• _THE PROBLEM_: Take the data below and filter it for lines containing the word "pants"; show each line found.

• _SOURCE RECORDS_:
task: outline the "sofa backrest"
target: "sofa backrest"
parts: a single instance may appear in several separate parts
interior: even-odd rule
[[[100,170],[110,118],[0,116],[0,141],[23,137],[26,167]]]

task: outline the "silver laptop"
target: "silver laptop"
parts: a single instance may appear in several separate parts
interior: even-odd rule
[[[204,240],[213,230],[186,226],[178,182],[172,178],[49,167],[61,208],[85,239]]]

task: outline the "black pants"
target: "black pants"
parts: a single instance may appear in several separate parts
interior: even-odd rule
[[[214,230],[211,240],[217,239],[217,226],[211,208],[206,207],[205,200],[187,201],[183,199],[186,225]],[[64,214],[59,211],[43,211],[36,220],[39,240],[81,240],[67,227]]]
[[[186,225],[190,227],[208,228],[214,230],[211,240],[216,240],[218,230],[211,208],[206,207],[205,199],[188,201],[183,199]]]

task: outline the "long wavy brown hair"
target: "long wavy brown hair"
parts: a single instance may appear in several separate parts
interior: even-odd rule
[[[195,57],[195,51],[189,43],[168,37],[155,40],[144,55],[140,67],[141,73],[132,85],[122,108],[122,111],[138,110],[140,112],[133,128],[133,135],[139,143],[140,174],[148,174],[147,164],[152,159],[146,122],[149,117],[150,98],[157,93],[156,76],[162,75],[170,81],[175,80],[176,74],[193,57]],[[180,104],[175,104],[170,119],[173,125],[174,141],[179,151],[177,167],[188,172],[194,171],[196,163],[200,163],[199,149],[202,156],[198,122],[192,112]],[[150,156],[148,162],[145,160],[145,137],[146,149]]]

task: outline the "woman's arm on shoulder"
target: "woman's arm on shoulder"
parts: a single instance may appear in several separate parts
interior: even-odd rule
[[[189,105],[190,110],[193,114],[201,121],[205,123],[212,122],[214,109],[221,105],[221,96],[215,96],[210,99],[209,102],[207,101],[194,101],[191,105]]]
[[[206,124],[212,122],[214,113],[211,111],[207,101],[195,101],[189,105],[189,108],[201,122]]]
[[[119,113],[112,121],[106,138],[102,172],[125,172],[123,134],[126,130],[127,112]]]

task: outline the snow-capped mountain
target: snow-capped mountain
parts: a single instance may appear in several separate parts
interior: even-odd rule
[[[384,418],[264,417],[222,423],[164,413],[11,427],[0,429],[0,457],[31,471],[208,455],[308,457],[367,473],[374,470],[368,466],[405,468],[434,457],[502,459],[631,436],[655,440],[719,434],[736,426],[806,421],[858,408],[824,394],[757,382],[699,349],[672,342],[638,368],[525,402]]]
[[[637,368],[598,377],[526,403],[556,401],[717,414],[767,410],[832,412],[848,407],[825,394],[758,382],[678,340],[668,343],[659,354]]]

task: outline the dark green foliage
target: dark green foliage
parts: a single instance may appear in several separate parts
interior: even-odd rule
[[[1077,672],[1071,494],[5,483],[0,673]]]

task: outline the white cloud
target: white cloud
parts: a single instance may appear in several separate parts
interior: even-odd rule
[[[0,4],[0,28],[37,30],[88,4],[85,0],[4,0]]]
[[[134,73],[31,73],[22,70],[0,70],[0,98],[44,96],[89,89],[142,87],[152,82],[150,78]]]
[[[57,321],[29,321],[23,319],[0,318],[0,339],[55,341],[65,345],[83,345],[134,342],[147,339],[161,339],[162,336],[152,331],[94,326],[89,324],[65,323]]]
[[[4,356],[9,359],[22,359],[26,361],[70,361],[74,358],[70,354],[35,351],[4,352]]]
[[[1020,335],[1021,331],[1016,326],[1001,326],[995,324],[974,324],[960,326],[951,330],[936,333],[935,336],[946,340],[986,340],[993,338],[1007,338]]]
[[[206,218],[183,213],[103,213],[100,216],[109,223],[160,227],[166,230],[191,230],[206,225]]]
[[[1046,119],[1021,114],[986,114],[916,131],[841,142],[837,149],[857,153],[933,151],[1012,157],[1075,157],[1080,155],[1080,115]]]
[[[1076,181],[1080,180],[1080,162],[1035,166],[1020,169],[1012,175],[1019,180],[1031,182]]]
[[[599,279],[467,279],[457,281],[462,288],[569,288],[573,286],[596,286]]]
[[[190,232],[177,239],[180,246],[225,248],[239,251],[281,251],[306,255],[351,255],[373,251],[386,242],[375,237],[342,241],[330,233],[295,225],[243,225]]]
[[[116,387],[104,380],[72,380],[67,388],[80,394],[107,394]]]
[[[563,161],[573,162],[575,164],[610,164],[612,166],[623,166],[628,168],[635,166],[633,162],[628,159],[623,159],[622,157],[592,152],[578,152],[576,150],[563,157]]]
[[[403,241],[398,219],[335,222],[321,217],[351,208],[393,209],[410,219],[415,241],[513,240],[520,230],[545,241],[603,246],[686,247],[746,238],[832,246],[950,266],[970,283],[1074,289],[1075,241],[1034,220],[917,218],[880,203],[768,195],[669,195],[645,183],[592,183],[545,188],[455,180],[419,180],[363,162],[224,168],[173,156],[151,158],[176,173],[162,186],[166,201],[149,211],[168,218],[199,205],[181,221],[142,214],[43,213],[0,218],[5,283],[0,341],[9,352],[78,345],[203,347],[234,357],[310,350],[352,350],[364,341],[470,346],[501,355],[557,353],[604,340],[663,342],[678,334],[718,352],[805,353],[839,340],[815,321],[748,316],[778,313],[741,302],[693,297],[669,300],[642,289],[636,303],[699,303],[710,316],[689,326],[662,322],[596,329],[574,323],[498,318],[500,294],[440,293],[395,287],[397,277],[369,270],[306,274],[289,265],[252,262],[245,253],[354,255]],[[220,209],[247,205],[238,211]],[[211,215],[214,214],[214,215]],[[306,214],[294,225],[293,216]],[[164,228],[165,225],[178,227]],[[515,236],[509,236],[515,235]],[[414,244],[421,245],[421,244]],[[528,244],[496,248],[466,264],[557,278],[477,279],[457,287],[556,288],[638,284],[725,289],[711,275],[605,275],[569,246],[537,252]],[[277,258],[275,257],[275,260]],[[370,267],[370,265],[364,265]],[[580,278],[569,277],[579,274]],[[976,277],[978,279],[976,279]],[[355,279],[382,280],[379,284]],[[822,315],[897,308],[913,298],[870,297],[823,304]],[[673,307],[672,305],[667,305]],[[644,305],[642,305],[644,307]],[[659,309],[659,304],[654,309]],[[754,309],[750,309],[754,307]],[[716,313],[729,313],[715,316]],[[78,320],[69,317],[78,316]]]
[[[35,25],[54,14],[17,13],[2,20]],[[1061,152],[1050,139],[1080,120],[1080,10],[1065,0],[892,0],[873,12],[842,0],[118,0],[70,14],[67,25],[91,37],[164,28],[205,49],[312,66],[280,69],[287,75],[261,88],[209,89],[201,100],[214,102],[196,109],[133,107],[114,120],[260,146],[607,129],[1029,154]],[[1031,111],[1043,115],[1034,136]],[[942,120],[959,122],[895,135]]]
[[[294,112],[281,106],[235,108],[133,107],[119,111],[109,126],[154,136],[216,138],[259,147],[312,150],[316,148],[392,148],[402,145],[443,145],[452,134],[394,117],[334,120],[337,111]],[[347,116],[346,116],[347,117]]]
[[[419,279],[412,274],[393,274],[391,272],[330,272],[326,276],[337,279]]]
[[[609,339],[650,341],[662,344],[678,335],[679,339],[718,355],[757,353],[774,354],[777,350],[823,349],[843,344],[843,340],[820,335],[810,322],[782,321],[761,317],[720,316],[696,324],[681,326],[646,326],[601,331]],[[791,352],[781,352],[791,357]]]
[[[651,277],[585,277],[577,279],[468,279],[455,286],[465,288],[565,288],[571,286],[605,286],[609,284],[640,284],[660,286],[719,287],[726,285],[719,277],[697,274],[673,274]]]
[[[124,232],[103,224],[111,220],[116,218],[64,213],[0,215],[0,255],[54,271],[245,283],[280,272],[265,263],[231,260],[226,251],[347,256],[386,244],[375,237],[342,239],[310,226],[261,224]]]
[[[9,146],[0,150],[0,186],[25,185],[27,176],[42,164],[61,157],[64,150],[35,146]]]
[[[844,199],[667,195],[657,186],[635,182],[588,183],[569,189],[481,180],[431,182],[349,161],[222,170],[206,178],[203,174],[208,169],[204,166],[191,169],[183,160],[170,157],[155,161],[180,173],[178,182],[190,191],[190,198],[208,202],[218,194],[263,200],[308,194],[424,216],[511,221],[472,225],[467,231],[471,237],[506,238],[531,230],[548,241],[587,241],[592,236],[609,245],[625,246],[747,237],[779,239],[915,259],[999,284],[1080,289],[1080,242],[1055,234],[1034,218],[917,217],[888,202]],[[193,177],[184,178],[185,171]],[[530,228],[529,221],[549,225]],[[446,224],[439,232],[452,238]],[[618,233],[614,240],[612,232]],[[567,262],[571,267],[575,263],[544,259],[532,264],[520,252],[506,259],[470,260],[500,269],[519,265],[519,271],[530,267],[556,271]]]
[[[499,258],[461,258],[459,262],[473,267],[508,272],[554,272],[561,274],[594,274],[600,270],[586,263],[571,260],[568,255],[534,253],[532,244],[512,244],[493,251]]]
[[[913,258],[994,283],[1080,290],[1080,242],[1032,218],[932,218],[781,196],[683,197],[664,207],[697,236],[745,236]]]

• _EXERCISE OUTPUT_:
task: outline the "black pants"
target: "black pants"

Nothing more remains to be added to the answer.